• [Challenge] Duplicate each of the rows below line for line, without any alteration, and omit the pictures from your reply.

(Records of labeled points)
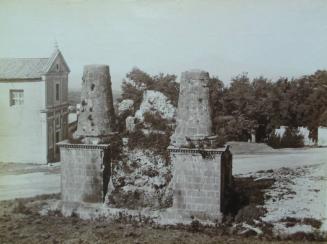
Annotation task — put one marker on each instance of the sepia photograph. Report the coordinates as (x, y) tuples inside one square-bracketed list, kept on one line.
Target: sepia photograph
[(163, 121)]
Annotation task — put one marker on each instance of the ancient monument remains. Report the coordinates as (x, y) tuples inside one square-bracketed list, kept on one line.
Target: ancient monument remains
[(85, 160), (201, 171)]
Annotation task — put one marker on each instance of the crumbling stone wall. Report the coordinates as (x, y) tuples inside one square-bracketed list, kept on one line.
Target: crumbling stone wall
[(84, 173), (197, 183)]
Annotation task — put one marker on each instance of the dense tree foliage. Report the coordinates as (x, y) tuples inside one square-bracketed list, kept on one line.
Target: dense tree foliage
[(247, 106), (259, 106)]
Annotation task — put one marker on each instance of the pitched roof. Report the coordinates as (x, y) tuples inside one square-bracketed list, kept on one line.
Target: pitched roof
[(22, 68), (26, 68)]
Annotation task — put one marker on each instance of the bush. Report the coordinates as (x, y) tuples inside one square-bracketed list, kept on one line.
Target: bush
[(290, 139), (156, 121), (158, 143)]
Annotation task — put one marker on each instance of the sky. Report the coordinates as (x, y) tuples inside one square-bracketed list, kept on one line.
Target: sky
[(224, 37)]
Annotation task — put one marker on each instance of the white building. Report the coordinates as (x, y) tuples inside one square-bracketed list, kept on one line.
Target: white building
[(33, 108)]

• [Solution]
Annotation task — put one marker on each instance of the sepia photograph. Report the coordinates as (x, y) tuples inside one square-bracketed list, kept on one line.
Target: sepia photograph
[(163, 121)]
Annotation task — put one marker on each instance of the ancient monument remains. Report the coordinates as (x, y) tuples inside one square-bracketed list, kept on one line.
Target: ancient monument remains
[(85, 160), (201, 171)]
Annotation task — put one marker on each instance of the crumbling stone wall. Report the coordinates as (x, y) tuples inside one square-bracketed list, kept on one line.
Target: crumbling stone wall
[(84, 173), (197, 183)]
Annotation task — put one marker on each instance of the dense tree foliage. Report the coordinates as (x, y) tuples inside one square-bracketed list, kept on one line.
Target: dense tree foliage
[(247, 106), (259, 106)]
Annotation task — put one marker on each instance of the pitched roof. Report the coordinates as (x, y) tuples inside one square-bracketed list, kept on one line.
Target: pitched roof
[(22, 68), (26, 68)]
Annotation task — put one marker on each instance of the bush. Report the coordinates as (x, y) tuples inside one square-bracketed list, kept on one line.
Target: bush
[(290, 139), (156, 121), (158, 143)]
Annotation task — put one marker on each instance of the sky. Report the coordinates as (x, y) tuples inside one square-bracketed list, kept on one line.
Target: sky
[(224, 37)]
Annotation task — put one marker on each instance of the white building. Report the coordinates as (x, y) tuples inside one square-bracketed list, kept on one line.
Target: white building
[(33, 108)]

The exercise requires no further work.